Saved entries:
──────
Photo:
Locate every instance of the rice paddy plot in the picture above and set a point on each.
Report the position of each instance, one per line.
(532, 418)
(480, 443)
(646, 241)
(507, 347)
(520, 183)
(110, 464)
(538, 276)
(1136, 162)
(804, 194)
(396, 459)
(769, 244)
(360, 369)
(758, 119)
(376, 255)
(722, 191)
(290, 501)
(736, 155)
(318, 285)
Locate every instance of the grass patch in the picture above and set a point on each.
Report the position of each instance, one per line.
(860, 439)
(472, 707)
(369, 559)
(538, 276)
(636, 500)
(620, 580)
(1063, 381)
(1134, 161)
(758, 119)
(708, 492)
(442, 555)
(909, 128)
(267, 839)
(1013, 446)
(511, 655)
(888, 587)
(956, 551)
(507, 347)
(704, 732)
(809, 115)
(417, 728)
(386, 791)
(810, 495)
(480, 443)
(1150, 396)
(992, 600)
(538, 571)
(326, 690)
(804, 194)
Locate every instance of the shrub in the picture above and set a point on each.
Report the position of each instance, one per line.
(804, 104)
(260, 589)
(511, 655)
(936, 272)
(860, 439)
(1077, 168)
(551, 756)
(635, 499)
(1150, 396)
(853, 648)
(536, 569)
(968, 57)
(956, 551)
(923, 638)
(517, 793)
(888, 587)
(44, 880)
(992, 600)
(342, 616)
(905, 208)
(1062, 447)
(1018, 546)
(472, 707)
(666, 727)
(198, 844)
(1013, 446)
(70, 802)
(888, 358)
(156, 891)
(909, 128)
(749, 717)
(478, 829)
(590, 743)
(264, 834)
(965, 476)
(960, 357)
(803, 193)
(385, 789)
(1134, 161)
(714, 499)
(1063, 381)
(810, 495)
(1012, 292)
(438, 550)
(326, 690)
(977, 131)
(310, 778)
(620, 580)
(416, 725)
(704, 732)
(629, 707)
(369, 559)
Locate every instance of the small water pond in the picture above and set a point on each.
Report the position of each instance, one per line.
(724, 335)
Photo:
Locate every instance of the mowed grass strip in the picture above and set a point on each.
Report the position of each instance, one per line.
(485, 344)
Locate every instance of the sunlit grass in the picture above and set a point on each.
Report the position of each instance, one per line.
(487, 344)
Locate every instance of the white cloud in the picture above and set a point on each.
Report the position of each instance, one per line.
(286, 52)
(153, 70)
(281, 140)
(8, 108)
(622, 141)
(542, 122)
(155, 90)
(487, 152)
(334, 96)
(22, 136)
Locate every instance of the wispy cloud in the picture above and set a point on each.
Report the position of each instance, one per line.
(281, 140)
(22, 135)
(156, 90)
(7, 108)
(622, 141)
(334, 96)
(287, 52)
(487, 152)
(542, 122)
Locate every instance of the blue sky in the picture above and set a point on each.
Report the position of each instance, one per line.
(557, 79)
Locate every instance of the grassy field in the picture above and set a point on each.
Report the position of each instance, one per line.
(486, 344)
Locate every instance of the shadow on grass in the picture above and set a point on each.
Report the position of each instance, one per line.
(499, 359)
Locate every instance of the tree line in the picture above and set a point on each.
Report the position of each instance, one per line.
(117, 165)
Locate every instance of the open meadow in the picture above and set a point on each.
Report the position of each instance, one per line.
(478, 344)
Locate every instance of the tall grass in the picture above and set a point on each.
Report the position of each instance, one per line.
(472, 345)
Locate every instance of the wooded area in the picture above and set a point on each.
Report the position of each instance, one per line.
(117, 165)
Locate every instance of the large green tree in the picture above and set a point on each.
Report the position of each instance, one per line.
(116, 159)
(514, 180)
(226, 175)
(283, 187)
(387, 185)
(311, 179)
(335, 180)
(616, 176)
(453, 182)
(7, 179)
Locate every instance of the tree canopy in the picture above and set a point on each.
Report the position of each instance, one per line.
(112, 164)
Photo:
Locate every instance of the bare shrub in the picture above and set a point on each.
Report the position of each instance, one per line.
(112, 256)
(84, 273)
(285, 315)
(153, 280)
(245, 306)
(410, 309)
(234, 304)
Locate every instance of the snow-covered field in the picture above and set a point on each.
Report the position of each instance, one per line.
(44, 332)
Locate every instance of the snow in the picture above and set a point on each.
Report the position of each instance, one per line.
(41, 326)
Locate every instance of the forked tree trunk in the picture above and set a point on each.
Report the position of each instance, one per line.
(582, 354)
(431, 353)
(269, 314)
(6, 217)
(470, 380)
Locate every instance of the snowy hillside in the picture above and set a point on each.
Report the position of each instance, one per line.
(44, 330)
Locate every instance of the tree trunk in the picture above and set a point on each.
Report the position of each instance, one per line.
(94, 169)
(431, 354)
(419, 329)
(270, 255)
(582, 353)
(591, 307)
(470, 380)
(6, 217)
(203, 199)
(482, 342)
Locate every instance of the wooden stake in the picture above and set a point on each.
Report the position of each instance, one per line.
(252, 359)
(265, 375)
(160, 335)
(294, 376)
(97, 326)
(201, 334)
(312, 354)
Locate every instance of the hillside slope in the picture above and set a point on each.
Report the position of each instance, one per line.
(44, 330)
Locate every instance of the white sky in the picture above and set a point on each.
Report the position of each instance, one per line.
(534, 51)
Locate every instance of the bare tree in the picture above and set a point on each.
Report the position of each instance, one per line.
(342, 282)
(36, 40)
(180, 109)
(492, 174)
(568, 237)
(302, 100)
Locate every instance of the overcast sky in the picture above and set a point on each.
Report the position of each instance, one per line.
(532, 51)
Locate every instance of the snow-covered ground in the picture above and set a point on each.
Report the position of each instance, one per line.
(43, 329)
──────
AIM -> Extract each line of the material exactly as it stands.

FINAL RESULT ->
Photo:
Locate every instance of the rice paddy plot in the picture above and set a point on each.
Report the position of each instance, one per line.
(532, 418)
(480, 443)
(646, 241)
(507, 347)
(520, 183)
(110, 464)
(538, 276)
(1136, 162)
(804, 194)
(396, 459)
(769, 244)
(360, 369)
(758, 119)
(376, 255)
(722, 191)
(290, 501)
(736, 155)
(318, 285)
Locate every instance of the grass patch in the picture above and set a point on each.
Report the position of each instance, one per line.
(860, 439)
(472, 707)
(369, 559)
(538, 276)
(636, 500)
(620, 580)
(1063, 381)
(1134, 161)
(758, 119)
(708, 492)
(442, 555)
(909, 128)
(267, 839)
(1013, 446)
(511, 655)
(888, 587)
(956, 551)
(507, 347)
(704, 732)
(809, 115)
(417, 728)
(386, 791)
(810, 495)
(480, 443)
(1150, 396)
(992, 600)
(538, 571)
(326, 690)
(804, 194)
Locate every instance of the shrub in the picture above and set a point on each.
Report the position of each instance, one per line.
(804, 104)
(260, 589)
(511, 655)
(936, 272)
(860, 439)
(1077, 168)
(551, 756)
(635, 499)
(1150, 396)
(853, 648)
(536, 569)
(968, 57)
(956, 551)
(923, 638)
(517, 793)
(888, 587)
(44, 880)
(992, 600)
(342, 616)
(905, 208)
(1062, 447)
(1018, 546)
(472, 707)
(666, 727)
(198, 844)
(1013, 446)
(70, 802)
(888, 358)
(156, 891)
(909, 128)
(749, 717)
(478, 829)
(590, 743)
(264, 834)
(965, 476)
(960, 357)
(803, 193)
(385, 789)
(1134, 161)
(714, 499)
(1063, 381)
(810, 495)
(1012, 292)
(438, 550)
(326, 690)
(977, 131)
(310, 778)
(620, 580)
(416, 725)
(704, 732)
(629, 707)
(369, 559)
Locate every instance of the small water pond in the picture above and set a point on each.
Report the position of each instance, one per line.
(724, 335)
Photo:
Locate every instance of the mowed grass strip in the picture above and set a point on each.
Report the position of each instance, one per line.
(485, 344)
Locate every instance of the sunlit grass in the picture above and set a point on each.
Report the position of each instance, one per line.
(487, 344)
Locate every instance of the white cloud in the picture above and set a point on each.
Report the position of each instance, one per line.
(286, 52)
(153, 70)
(281, 140)
(8, 108)
(622, 141)
(542, 122)
(155, 90)
(487, 152)
(334, 96)
(22, 136)
Locate every instance of the wispy cloud in the picture above and set a point on each.
Report the position of each instance, one per line.
(281, 140)
(22, 135)
(156, 90)
(7, 108)
(622, 141)
(334, 96)
(287, 52)
(487, 152)
(542, 122)
Locate every instance of the blue sky in the picture above and set a point on each.
Report the position of each instance, one per line.
(557, 79)
Locate every instance of the grassy field in the picture above and set a point on each.
Report the position of each instance, one per line.
(486, 344)
Locate every instance of the shadow on grass in the picture above and set a point on each.
Report the position of each instance, one per line.
(499, 359)
Locate every instance of the tree line in the picture above and set a point on each.
Report the position of each instance, one per line.
(117, 165)
Locate every instance of the open meadow in the picture above and set a point on each.
Report the position of each instance, one per line.
(478, 344)
Locate every instance of the tall grass in the picture above and set a point on each.
Report the position of each instance, one per line.
(472, 345)
Locate every instance of the wooded area in the picture above and set a point on each.
Report the position of each instance, one per line.
(117, 165)
Locate every instance of the large green tree in the picture above and set a point on each.
Report the position of each instance, one per line.
(116, 159)
(514, 180)
(226, 175)
(283, 187)
(387, 185)
(311, 179)
(335, 180)
(616, 176)
(453, 182)
(7, 179)
Locate every instance of the tree canopy in the picture above and set a point on each.
Report the position of each instance, one per line.
(112, 164)
Photo:
Locate every instance of the bare shrub in the picture above and set a point on each.
Report the position of each instance, one per line.
(112, 256)
(84, 273)
(285, 315)
(153, 280)
(245, 306)
(410, 309)
(234, 304)
Locate every instance of the snow-covered field in the picture above and set a point on each.
Report the position of each instance, one per line.
(44, 332)
Locate every instance of the snow in the picture above and set a point on each.
Report the position of each instance, one per line.
(41, 326)
Locate every instance of the forked tree trunk in the picture above and set a point on each.
Report the position of each instance, one per line.
(582, 354)
(431, 353)
(269, 314)
(6, 217)
(470, 380)
Locate every instance of the snowy hillside in the picture above and set a point on each.
Report the position of each instance, one per line.
(44, 330)
Locate every instance of the tree trunk in the picture above and set a point on each.
Report the position of each instance, one per line.
(94, 169)
(431, 354)
(419, 329)
(270, 255)
(582, 353)
(591, 307)
(470, 380)
(6, 217)
(203, 199)
(482, 342)
Locate every instance of the wooden stake in the picture above and set a point on each.
Report the position of each instance, one per line.
(252, 359)
(265, 375)
(160, 335)
(294, 376)
(97, 326)
(201, 334)
(312, 354)
Locate every instance of the hillside slope in the picture above and set a point on each.
Report the position of each instance, one per line.
(44, 330)
Locate every instance of the white sky in the picture above and set a point on each.
Report the position of each instance, one per line.
(534, 51)
Locate every instance of the bare tree in the picture above and set a point on each.
Report the position of each instance, one per line.
(342, 282)
(36, 40)
(180, 109)
(492, 174)
(568, 237)
(302, 100)
Locate every instance of the overcast sky in the picture above and set a point on each.
Report the position of each instance, one per line.
(532, 51)
Locate every instance of the snow-covered ground in the picture above and set a point on each.
Report the position of each instance, one per line.
(43, 329)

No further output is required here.